(Dataset entries)
****************
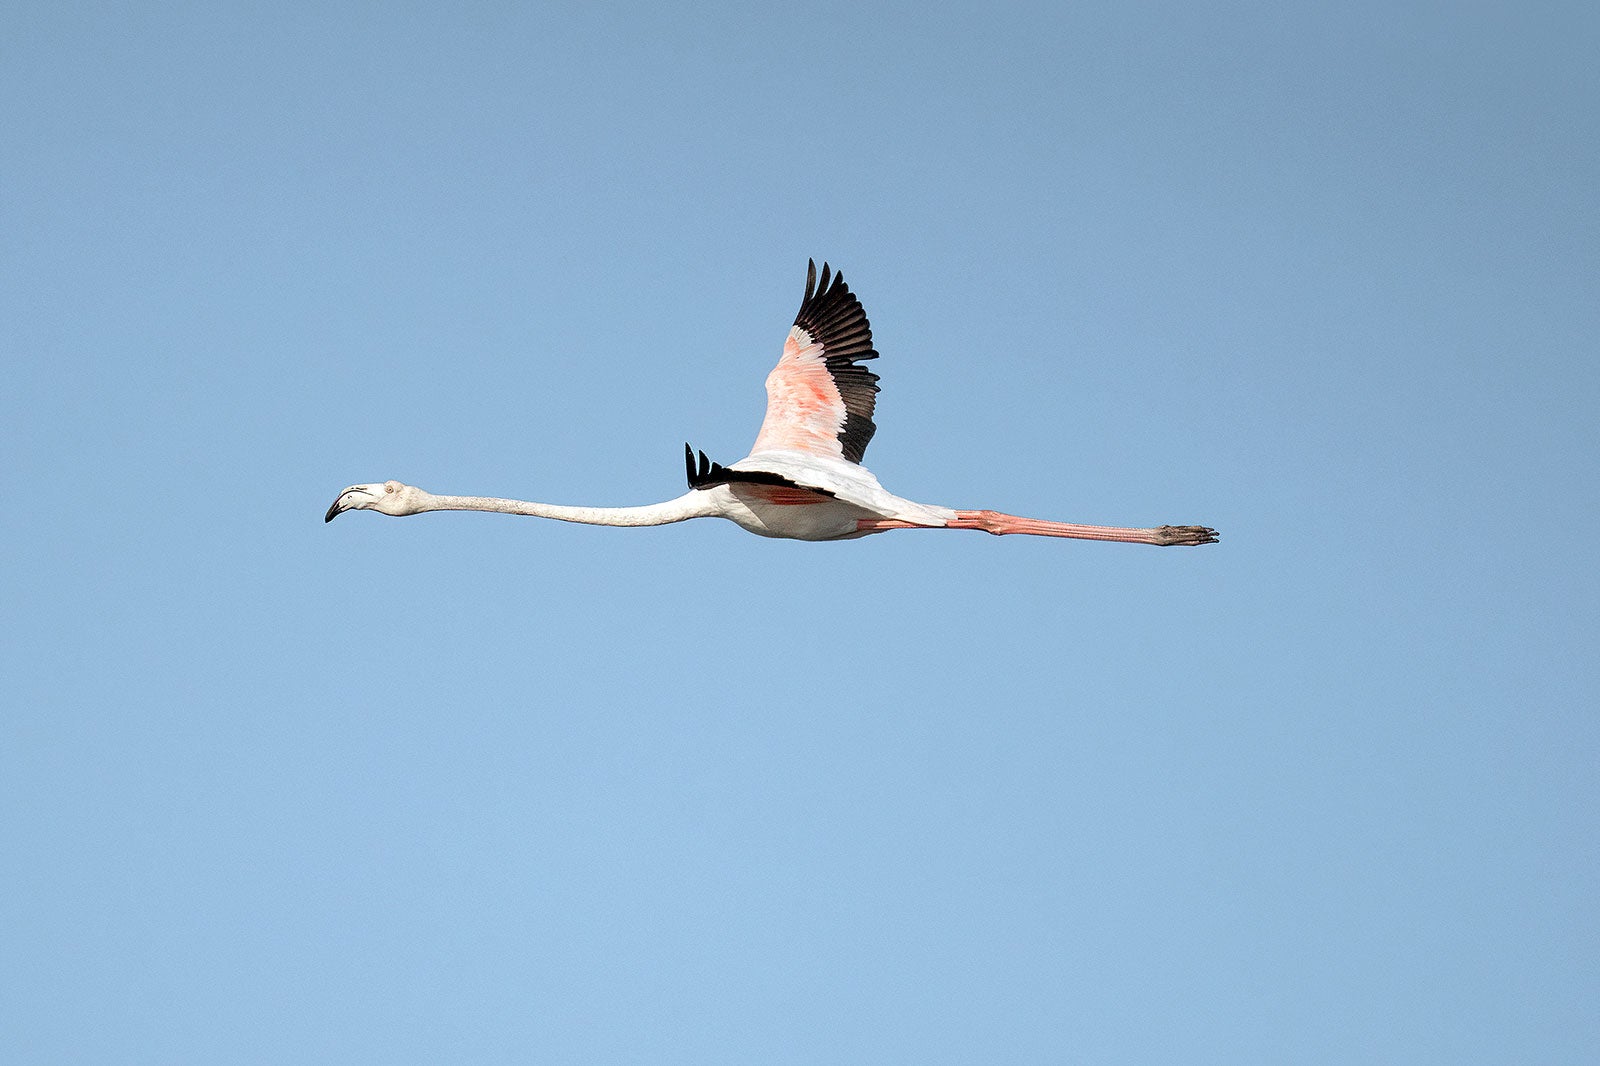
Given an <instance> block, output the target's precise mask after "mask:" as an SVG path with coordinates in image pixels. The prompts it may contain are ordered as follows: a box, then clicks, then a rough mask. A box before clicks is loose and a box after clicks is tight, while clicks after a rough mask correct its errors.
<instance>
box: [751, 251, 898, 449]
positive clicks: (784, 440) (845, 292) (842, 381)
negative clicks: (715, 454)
mask: <svg viewBox="0 0 1600 1066" xmlns="http://www.w3.org/2000/svg"><path fill="white" fill-rule="evenodd" d="M877 357H878V354H877V352H875V351H872V325H870V323H869V322H867V312H866V311H862V309H861V301H859V299H856V295H854V293H851V291H850V288H848V287H846V285H845V275H843V274H834V275H832V279H830V277H829V267H827V264H826V262H824V264H822V282H821V285H819V283H818V277H816V261H814V259H813V261H810V262H808V264H806V277H805V299H803V301H802V303H800V314H797V315H795V325H794V328H792V330H789V339H786V341H784V354H782V357H779V360H778V367H774V368H773V373H770V375H766V418H765V419H763V421H762V432H758V434H757V435H755V445H754V447H752V448H750V455H752V456H754V455H757V453H762V451H803V453H808V455H814V456H826V458H835V459H837V458H843V459H848V461H850V463H861V456H862V453H866V450H867V442H870V440H872V434H874V432H877V426H874V424H872V410H874V408H875V407H877V399H878V384H877V383H878V376H877V375H875V373H872V371H870V370H867V368H866V367H861V365H859V363H862V362H866V360H869V359H877Z"/></svg>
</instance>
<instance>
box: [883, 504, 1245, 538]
mask: <svg viewBox="0 0 1600 1066" xmlns="http://www.w3.org/2000/svg"><path fill="white" fill-rule="evenodd" d="M856 528H859V530H861V531H862V533H880V531H883V530H915V528H938V527H918V525H917V523H914V522H901V520H898V519H862V520H861V522H858V523H856ZM944 528H947V530H982V531H984V533H994V535H995V536H1003V535H1006V533H1027V535H1030V536H1070V538H1074V539H1080V541H1122V543H1125V544H1160V546H1168V544H1216V530H1213V528H1208V527H1203V525H1162V527H1157V528H1154V530H1134V528H1126V527H1120V525H1074V523H1070V522H1045V520H1043V519H1022V517H1018V515H1014V514H1002V512H998V511H957V512H955V517H954V519H952V520H949V522H946V523H944Z"/></svg>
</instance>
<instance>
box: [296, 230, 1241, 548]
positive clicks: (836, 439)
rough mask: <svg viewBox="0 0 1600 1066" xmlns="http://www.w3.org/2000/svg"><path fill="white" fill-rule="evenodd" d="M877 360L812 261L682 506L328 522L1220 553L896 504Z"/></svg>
mask: <svg viewBox="0 0 1600 1066" xmlns="http://www.w3.org/2000/svg"><path fill="white" fill-rule="evenodd" d="M877 357H878V354H877V351H874V347H872V327H870V325H869V323H867V314H866V311H862V309H861V301H858V299H856V295H854V293H851V291H850V288H848V287H846V285H845V277H843V275H842V274H832V272H830V271H829V266H827V264H826V262H824V264H822V277H821V280H818V274H816V261H811V262H810V264H808V267H806V279H805V299H802V301H800V314H797V315H795V322H794V328H790V330H789V338H787V339H786V341H784V354H782V357H781V359H779V360H778V367H774V368H773V371H771V373H770V375H766V418H765V421H762V429H760V432H758V434H757V435H755V447H754V448H750V455H747V456H746V458H742V459H739V461H738V463H733V464H730V466H723V464H720V463H712V461H710V459H707V458H706V453H704V451H701V453H699V455H698V456H696V453H694V450H693V448H690V447H688V445H683V461H685V469H686V474H688V482H690V490H688V491H686V493H683V495H682V496H678V498H677V499H669V501H666V503H658V504H646V506H642V507H568V506H560V504H546V503H528V501H523V499H498V498H493V496H435V495H432V493H427V491H422V490H421V488H416V487H414V485H405V483H402V482H381V483H373V485H350V487H349V488H346V490H344V491H341V493H339V498H338V499H334V501H333V506H331V507H328V515H326V517H325V522H333V519H334V517H336V515H339V514H344V512H346V511H378V512H381V514H389V515H406V514H421V512H424V511H493V512H498V514H526V515H534V517H539V519H558V520H562V522H582V523H587V525H667V523H670V522H685V520H688V519H728V520H731V522H738V523H739V525H741V527H744V528H746V530H749V531H750V533H757V535H760V536H778V538H790V539H798V541H848V539H853V538H858V536H867V535H870V533H883V531H886V530H982V531H986V533H995V535H1003V533H1030V535H1034V536H1067V538H1075V539H1085V541H1125V543H1130V544H1214V543H1216V530H1211V528H1206V527H1203V525H1163V527H1157V528H1123V527H1107V525H1074V523H1069V522H1045V520H1043V519H1022V517H1018V515H1013V514H1002V512H998V511H958V509H954V507H941V506H936V504H923V503H915V501H910V499H901V498H899V496H896V495H894V493H891V491H888V490H886V488H883V487H882V485H880V483H878V479H875V477H874V475H872V472H870V471H867V467H864V466H861V458H862V455H864V453H866V450H867V443H869V442H870V440H872V434H874V432H877V426H875V424H874V423H872V415H874V408H875V407H877V394H878V376H877V375H875V373H872V371H870V370H867V368H866V367H864V365H862V363H866V362H867V360H872V359H877Z"/></svg>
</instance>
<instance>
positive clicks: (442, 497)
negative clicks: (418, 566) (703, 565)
mask: <svg viewBox="0 0 1600 1066" xmlns="http://www.w3.org/2000/svg"><path fill="white" fill-rule="evenodd" d="M419 496H421V499H419V506H418V507H416V511H414V512H413V514H421V512H424V511H493V512H496V514H526V515H531V517H534V519H555V520H558V522H582V523H584V525H669V523H672V522H685V520H688V519H701V517H707V515H712V514H715V511H714V509H712V506H710V503H712V501H710V499H709V493H704V491H690V493H685V495H683V496H678V498H677V499H667V501H666V503H658V504H645V506H642V507H566V506H562V504H541V503H531V501H526V499H499V498H496V496H435V495H432V493H422V491H421V490H419Z"/></svg>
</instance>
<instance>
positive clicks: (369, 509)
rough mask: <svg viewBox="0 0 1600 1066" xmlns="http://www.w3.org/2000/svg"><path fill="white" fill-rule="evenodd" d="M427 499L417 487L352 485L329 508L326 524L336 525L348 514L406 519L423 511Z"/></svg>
mask: <svg viewBox="0 0 1600 1066" xmlns="http://www.w3.org/2000/svg"><path fill="white" fill-rule="evenodd" d="M426 498H427V493H424V491H422V490H421V488H418V487H416V485H405V483H402V482H379V483H376V485H350V487H349V488H346V490H344V491H342V493H339V498H338V499H334V501H333V506H331V507H328V514H326V515H325V517H323V522H333V520H334V519H336V517H339V515H341V514H344V512H346V511H378V512H379V514H390V515H395V517H398V515H405V514H416V512H418V511H421V509H422V501H424V499H426Z"/></svg>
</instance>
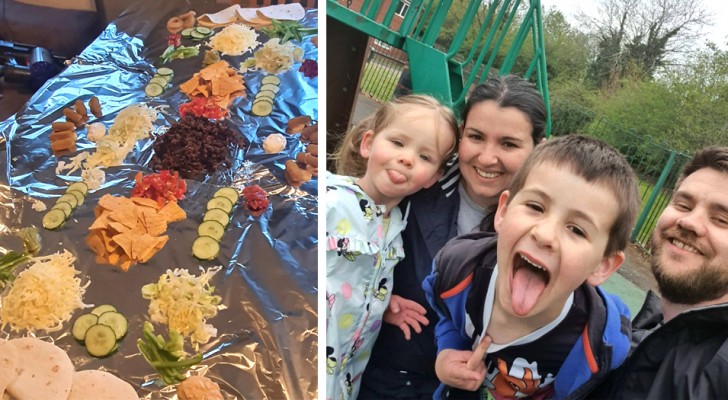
****************
■ **Task instructions**: Since the copy should hold text only, set down each record exactly and leave the pictures out.

■ **Reply to the exercise**:
Given an <instance> block, output the target's precise mask after "mask:" as an SVG path with coordinates in image pixels. The prompts it may contain are ordered as follows: a box, then clicks, then a rough mask. A box before clicks is loose and a box after clicks is tight, while clicks after a rough mask correct its errors.
<instance>
box: [751, 251, 898, 449]
positive clicks: (784, 440) (845, 292) (842, 381)
negative clicks: (715, 454)
mask: <svg viewBox="0 0 1600 1066" xmlns="http://www.w3.org/2000/svg"><path fill="white" fill-rule="evenodd" d="M877 357H878V354H877V352H875V351H872V325H870V323H869V322H867V312H866V311H862V309H861V301H859V299H856V295H854V293H851V291H850V288H848V287H846V285H845V275H843V274H834V275H832V279H830V277H829V267H827V264H826V262H824V264H822V282H821V285H819V283H818V277H816V261H814V259H813V261H810V262H808V264H806V277H805V299H803V301H802V303H800V314H797V315H795V325H794V328H792V330H789V339H786V341H784V354H782V357H779V360H778V367H774V368H773V373H770V375H766V418H765V419H763V421H762V432H758V434H757V435H755V445H754V447H752V448H750V455H752V456H754V455H757V453H762V451H803V453H808V455H814V456H826V458H835V459H837V458H843V459H848V461H850V463H861V456H862V453H866V450H867V442H870V440H872V434H874V432H877V426H874V424H872V410H874V408H875V407H877V399H878V384H877V383H878V376H877V375H875V373H872V371H870V370H867V368H866V367H861V365H859V363H862V362H866V360H869V359H877Z"/></svg>
</instance>
<instance>
box: [883, 504, 1245, 538]
mask: <svg viewBox="0 0 1600 1066" xmlns="http://www.w3.org/2000/svg"><path fill="white" fill-rule="evenodd" d="M856 528H859V530H861V531H862V533H880V531H883V530H915V528H938V527H918V525H917V523H914V522H901V520H898V519H862V520H861V522H858V523H856ZM944 528H947V530H982V531H984V533H994V535H995V536H1003V535H1006V533H1027V535H1030V536H1070V538H1074V539H1080V541H1122V543H1125V544H1160V546H1168V544H1216V530H1213V528H1208V527H1203V525H1162V527H1157V528H1154V530H1134V528H1126V527H1120V525H1074V523H1070V522H1045V520H1043V519H1022V517H1018V515H1014V514H1002V512H998V511H957V512H955V517H954V519H952V520H949V522H946V523H944Z"/></svg>
</instance>
<instance>
box: [296, 230, 1241, 548]
positive clicks: (836, 439)
rough mask: <svg viewBox="0 0 1600 1066" xmlns="http://www.w3.org/2000/svg"><path fill="white" fill-rule="evenodd" d="M877 360L812 261L682 506L328 522L1220 553L896 504Z"/></svg>
mask: <svg viewBox="0 0 1600 1066" xmlns="http://www.w3.org/2000/svg"><path fill="white" fill-rule="evenodd" d="M877 357H878V354H877V351H874V347H872V327H870V325H869V323H867V314H866V311H862V309H861V301H858V299H856V295H854V293H851V291H850V288H848V287H846V285H845V277H843V275H842V274H832V272H830V271H829V266H827V264H826V262H824V264H822V277H821V280H818V274H816V261H811V262H810V264H808V267H806V279H805V299H802V301H800V314H797V315H795V322H794V328H790V330H789V338H787V339H786V341H784V354H782V357H781V359H779V360H778V367H774V368H773V371H771V373H770V375H766V418H765V421H762V429H760V432H758V434H757V435H755V447H754V448H750V455H747V456H746V458H742V459H739V461H738V463H733V464H730V466H723V464H720V463H712V461H710V459H707V458H706V453H704V451H701V453H699V455H698V456H696V453H694V450H693V448H690V447H688V445H683V461H685V469H686V474H688V482H690V490H688V491H686V493H683V495H682V496H678V498H677V499H669V501H666V503H658V504H646V506H642V507H568V506H560V504H546V503H528V501H523V499H498V498H493V496H435V495H432V493H427V491H422V490H421V488H416V487H414V485H405V483H402V482H381V483H373V485H350V487H349V488H346V490H344V491H341V493H339V498H338V499H334V501H333V506H331V507H328V515H326V517H325V522H333V519H334V517H336V515H339V514H344V512H346V511H378V512H381V514H389V515H406V514H421V512H424V511H493V512H498V514H526V515H534V517H539V519H558V520H562V522H582V523H587V525H667V523H670V522H685V520H688V519H728V520H731V522H738V523H739V525H741V527H744V528H746V530H749V531H750V533H757V535H760V536H778V538H790V539H798V541H848V539H853V538H858V536H867V535H870V533H883V531H886V530H982V531H986V533H995V535H1003V533H1030V535H1034V536H1067V538H1075V539H1085V541H1125V543H1130V544H1214V543H1216V530H1211V528H1206V527H1203V525H1163V527H1157V528H1123V527H1107V525H1074V523H1069V522H1045V520H1043V519H1022V517H1018V515H1013V514H1002V512H998V511H958V509H954V507H941V506H936V504H923V503H915V501H910V499H901V498H899V496H896V495H894V493H891V491H888V490H886V488H883V487H882V485H880V483H878V479H875V477H874V475H872V472H870V471H867V467H864V466H861V458H862V455H864V453H866V450H867V443H869V442H870V440H872V434H874V432H877V426H875V424H874V423H872V415H874V408H875V407H877V394H878V376H877V375H875V373H872V371H870V370H867V368H866V367H864V365H862V363H866V362H867V360H872V359H877Z"/></svg>
</instance>
<instance>
positive clicks: (442, 497)
negative clicks: (418, 566) (703, 565)
mask: <svg viewBox="0 0 1600 1066" xmlns="http://www.w3.org/2000/svg"><path fill="white" fill-rule="evenodd" d="M419 496H421V499H419V506H418V507H416V511H414V512H413V514H421V512H424V511H493V512H496V514H526V515H531V517H534V519H555V520H558V522H582V523H584V525H669V523H672V522H685V520H688V519H701V517H707V515H712V514H715V511H714V509H712V506H710V503H712V501H710V499H709V493H704V491H690V493H685V495H683V496H678V498H677V499H667V501H666V503H658V504H645V506H642V507H566V506H562V504H541V503H531V501H526V499H499V498H496V496H435V495H432V493H422V491H421V490H419Z"/></svg>
</instance>
<instance>
positive clicks: (369, 509)
rough mask: <svg viewBox="0 0 1600 1066" xmlns="http://www.w3.org/2000/svg"><path fill="white" fill-rule="evenodd" d="M427 499L417 487L352 485L329 508L326 524L336 525L348 514L406 519L423 511Z"/></svg>
mask: <svg viewBox="0 0 1600 1066" xmlns="http://www.w3.org/2000/svg"><path fill="white" fill-rule="evenodd" d="M426 498H427V493H424V491H422V490H421V488H418V487H416V485H405V483H402V482H379V483H376V485H350V487H349V488H346V490H344V491H342V493H339V498H338V499H334V501H333V506H331V507H328V514H326V515H325V517H323V522H333V520H334V519H336V517H339V515H341V514H344V512H346V511H378V512H379V514H390V515H395V517H398V515H405V514H416V512H418V511H421V509H422V501H424V499H426Z"/></svg>
</instance>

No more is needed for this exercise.